[Bloc de texte]
<<<<
François Desagnat : « Plus on va loin, mieux le film est reçu »

François Desagnat : « Plus on va loin, mieux le film est reçu »

Honoré par le Prix Spécial du Jury au Festival de l’Alpes d’Huez en 2016, le réalisateur François Desagnat était invité pour présenter l’avant-première d’Adopte un veuf à la 7e édition des Journées du Film Francophone, du 1er au 10 mars au cinéma Urania. Cette comédie présente une rencontre entre un homme âgé et solitaire depuis qu’il a perdu sa femme, et une étudiante pétillante qui vient bousculer son quotidien en transformant son domicile en une colocation bien animée. Alors que le film est projeté à partir de ce jeudi devant le public hongrois, son réalisateur a partagé son expérience et son avis sur le cinéma français.

Le Journal Francophone de Budapest : Que pensez-vous de l’idée de promouvoir le cinéma français à l’étranger (grâce à l’Institut français de Budapest par exemple) ?

François Desagnat : Je trouve que c’est une idée formidable, c’est une chance incroyable d’avoir ce genre d’événements à travers le monde grâce aux alliances et instituts français, notamment en partenariat avec Unifrance. Aussi, c’est l’occasion de rencontrer un nouveau public dans les salles. Maintenant à l’heure du numérique, tout le monde a accès aux films (légalement ou pas, d’ailleurs). Mais aller voir les films au cinéma est une expérience unique, et avoir la possibilité pour nous d’aller à la rencontre d’autres publics dans d’autres salles est une manière de savoir si notre film est à la fois universel ou au contraire offre une autre lecture aux gens qui le voient. En tout cas c’est un grand plaisir et nous sommes très chanceux de participer à ce genre d’événements.

JFB : Adopte un veuf débarque ce jeudi dans les salles hongroises. Comment appréhendez-vous la réaction du public magyar ?

F.D. : Je l’appréhende comme n’importe quelle réception du public. Par exemple, la première fois que j’ai montré le film à un public, c’était juste après l’avoir complètement terminé à des exploitants de salles françaises et je ne savais pas du tout comment les gens allaient réagir. Je dois avouer que j’étais complètement sonné de voir à quel point ça marchait bien, d’entendre les rires. J’ai la sensation que plus on va loin, mieux le film est reçu. C’est assez curieux, mais je n’attends pas grand-chose et en même temps beaucoup. Je suis juste heureux que ce soit possible de le montrer, et si le public est ravi je le suis aussi.
>>>>
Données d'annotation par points
<<<<
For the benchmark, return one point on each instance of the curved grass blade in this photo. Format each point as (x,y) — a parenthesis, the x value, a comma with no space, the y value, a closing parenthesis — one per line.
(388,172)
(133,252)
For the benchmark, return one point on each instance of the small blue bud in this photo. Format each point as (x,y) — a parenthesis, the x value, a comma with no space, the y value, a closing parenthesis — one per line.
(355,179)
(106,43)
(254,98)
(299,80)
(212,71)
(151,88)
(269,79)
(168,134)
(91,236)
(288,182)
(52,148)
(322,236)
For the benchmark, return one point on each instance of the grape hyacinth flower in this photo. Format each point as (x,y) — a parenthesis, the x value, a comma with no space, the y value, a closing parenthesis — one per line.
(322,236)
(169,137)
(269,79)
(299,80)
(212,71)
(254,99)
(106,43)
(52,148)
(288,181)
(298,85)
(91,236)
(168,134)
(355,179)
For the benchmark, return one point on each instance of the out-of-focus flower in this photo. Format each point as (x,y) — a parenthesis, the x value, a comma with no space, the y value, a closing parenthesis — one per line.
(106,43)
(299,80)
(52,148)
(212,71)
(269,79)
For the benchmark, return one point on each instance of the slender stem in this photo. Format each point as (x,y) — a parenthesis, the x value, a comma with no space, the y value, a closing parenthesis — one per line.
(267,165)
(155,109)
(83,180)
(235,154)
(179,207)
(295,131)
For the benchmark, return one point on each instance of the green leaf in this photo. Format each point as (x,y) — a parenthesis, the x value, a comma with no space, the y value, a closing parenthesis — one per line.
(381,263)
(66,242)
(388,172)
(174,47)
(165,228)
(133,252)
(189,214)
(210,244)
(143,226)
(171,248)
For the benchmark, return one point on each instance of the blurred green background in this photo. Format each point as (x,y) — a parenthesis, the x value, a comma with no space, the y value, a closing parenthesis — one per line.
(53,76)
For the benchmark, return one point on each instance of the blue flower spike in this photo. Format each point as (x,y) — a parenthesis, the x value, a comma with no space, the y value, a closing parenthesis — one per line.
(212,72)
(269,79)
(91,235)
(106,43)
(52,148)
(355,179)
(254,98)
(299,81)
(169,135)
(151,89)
>>>>
[Exercice court A]
Relevez dans l'entretien avec François Desagnat tous les noms propres d'événements, de salles de cinéma et d'organismes, sans compter le nom du journal ni le titre du film.
[Exercice court B]
Reproduisez le passage de l'entretien avec François Desagnat qui commence par « François Desagnat : Je » et se poursuit jusqu'à « ce genre d’événements. ».
[Exercice court C]
Prolongez l'entretien avec François Desagnat à partir de sa dernière phrase.

[Résultat A]
- Festival de l'Alpes d'Huez
- Journées du Film Francophone
- cinéma Urania
- Institut français de Budapest
- Unifrance

[Résultat B]
François Desagnat : Je trouve que c’est une idée formidable, c’est une chance incroyable d’avoir ce genre d’événements à travers le monde grâce aux alliances et instituts français, notamment en partenariat avec Unifrance. Aussi, c’est l’occasion de rencontrer un nouveau public dans les salles. Maintenant à l’heure du numérique, tout le monde a accès aux films (légalement ou pas, d’ailleurs). Mais aller voir les films au cinéma est une expérience unique, et avoir la possibilité pour nous d’aller à la rencontre d’autres publics dans d’autres salles est une manière de savoir si notre film est à la fois universel ou au contraire offre une autre lecture aux gens qui le voient. En tout cas c’est un grand plaisir et nous sommes très chanceux de participer à ce genre d’événements.

[Résultat C]
JFB : Pour évoquer les rires et la comédie, pensez-vous que la comédie française, qui est un genre très spécifique, peut traverser les frontières ?

F.D. : Je sais que beaucoup de gens disent que ce n’est pas possible et que c’est assez rare que cela plaise au public étranger. Pourtant dans ce film on retrouve des sujets qui sont assez universels, qui j’imagine peuvent plaire. C’est sûr que ce qui tient au rire se trouve beaucoup dans la rythmique, le langage, et peut-être que l’on perds parfois en subtilités avec la traduction. Mais j’ai l’impression que c’est en train d’évoluer.

JFB : Revenons-en à l’origine du film : comment vous est venue cette idée de faire vivre en colocation un vieil homme et trois jeunes ?

F.D. : L’idée vient d’un des producteurs, qui à force de voir des annonces sur Facebook évoluer de « je cherche un logement » à« je cherche une colocation » s’est dit qu’il y avait un sujet à traiter. Mais il s’est vite rendu compte que le sujet d’une colocation entre étudiants était assez classique. Il a donc cherché une manière originale de traiter le sujet. Et puis lui est venue l’idée de mettre un sénior avec des jeunes, et très vite l’envie de voir André Dussolier l’incarner est arrivée. Pour le choix de Bérengère Krief, c’est en passant devant une colonne Morris et en voyant l’affiche de son spectacle que les producteurs se sont dits qu’elle serait super également.

JFB : Elle est en effet très énergique et pétillante !

F.D. : Surtout l’idée d’associer André, qui est un comédien installé et très charismatique avec la grande carrière qu’on lui connaît, et Bérengère qui est une jeune comédienne avec un one woman show mais qui n’avait encore rien fait au cinéma, est un peu une mise en abyme de ce que l’on raconte dans le film. On a donc ce personnage qui débarque en déboulant, et résume un peu leur rencontre.

JFB : A l’écran l’on perçoit une vraie complicité entre les acteurs. Comment était l’ambiance sur le tournage ?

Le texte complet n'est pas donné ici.